> [Extrait]
◇ ◇ ◇

Dans une interview à , vous avez qualifié Trap de mélange entre Le Silence des agneaux et un concert de Taylor Swift. Qu’est-ce qui vous amuse dans ce grand écart ?
C’était un peu une provocation, une blague pour donner le ton du film, son mélange improbable. Mais même dit en plaisantant, cela donne une idée des accents discordants, qui ne vont a priori pas ensemble, dans le film. Pourtant, ils y coexistent. Dis comme ça, c’est assez drôle, parce que le sujet de Trap est sérieux, sombre, mais je voulais m’amuser avec ces codes du polar. Le film est très ludique, à l’image du personnage principal, Cooper, qui même s’il fait ces choses horribles, a un esprit enfantin. Il a cette même énergie espiègle que le récit.
Justement, le spectateur ressent de l’empathie envers Cooper, et c’est plutôt problématique…
Oui, mais c’est précisément ce qui est amusant, un brin pervers dans la structure du film. Pour moi, ce qui est intéressant, c’est de vous mettre à la place de Cooper. Dans le dispositif à huis clos, vous êtes, contre votre gré, en train de l’encourager à s’en sortir parce que vous l’aimez bien. Vous ne pouvez pas vous empêcher de l’aimer, car il est agréable à fréquenter. Et vous jubilez de voir comment il navigue dans entre toutes ces situations impossibles.
Que pensez-vous de la fascination de notre époque pour les tueurs en série, les true crime ? Trap est-il une façon de nous mettre face à cette attraction morbide ?
Oui, il y a un peu de ça. On a souvent tendance à voir les monstres loin de nous, mais ils sont bien réels, existent dans le monde, et font partie intégrante de l’humanité. Nous sommes effrayés parce qu’ils vivent parmi nous, qu’ils font des choses et que nous n’en savons rien. Et puis un jour, quelqu’un disparaît. Et c’est l’instituteur qui l’a fait, ou votre voisin, ou, vous savez, le gars qui vient à votre barbecue [rires]. C’est effrayant, ce danger qui nous regarde de si près, ça touche un nerf sensible en nous. Si toute notre famille, nos enfants, nos collègues regardent ces true crimes, c’est parce que cela nous titille, nous fait réfléchir à nos plus grandes peurs.
Trois films de M. Night Shyamalan où l’enfance côtoie l’effroi
En même temps, Trap est aussi l’histoire d’un père qui offre à sa fille l’amour qu’il n’a pas eu.
Oui, est c’était important de le montrer. Un personnage dont les actes sont abjects, impardonnables, est d’autant plus fort quand on dévoile sa part d’humanité. Ce qui touchent les gens, c’est de percevoir dans l’obscurité quelque chose qui leur ressemble un peu. C’est une croyance personnelle très forte, cette idée d’arriver à voir en l’autre un peu de soi.
Votre cinéma est de plus en plus drôle, plein d’humour noir. Pourquoi ?

◇ ◇ ◇

> [Données affichées]
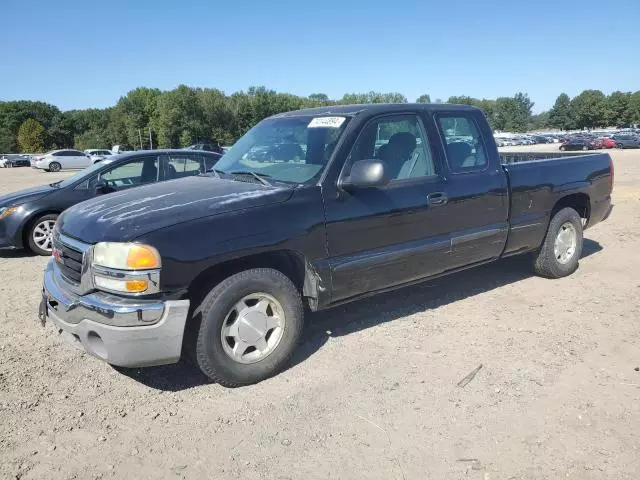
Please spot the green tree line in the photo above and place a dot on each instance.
(185, 115)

◇ ◇ ◇

> [Consignes]
1) Dans l'entretien sur Trap, à quel mélange le film a-t-il été comparé dans une interview précédente ?
2) Reprenez l'entretien sur Trap à la suite de sa dernière phrase.

> [Réponses]
1) À un mélange entre Le Silence des agneaux et un concert de Taylor Swift.

2)
Depuis The Visit [film de found footage sorti en 2015, dans lequel deux adolescents découvrent une horrible vérité lors de vacances chez leurs grands-parents, ndlr], j’aime vraiment mettre dans mes films ce flottement. Je pense que le public d’aujourd’hui a vraiment besoin de sentir cet humour, cette ironie. Je circule entre le genre de l’effroi et le rire, et je ne pense pas qu’ils s’excluent mutuellement. Dans Trap, l’amusement est la première sensation que le spectateur ressent, avant d’être amené sur la piste du suspense, du « Mon dieu, comment ce psychopathe va s’en sortir ? » Narrativement, ce mélange apporte un mystère, auquel, je crois, le spectateur adhère.
Votre fille, Saleka Shyamalan, qui interprète la pop star Lady Raven, a écrit et composé tous les titres du film. D’où vient cette idée ambitieuse ?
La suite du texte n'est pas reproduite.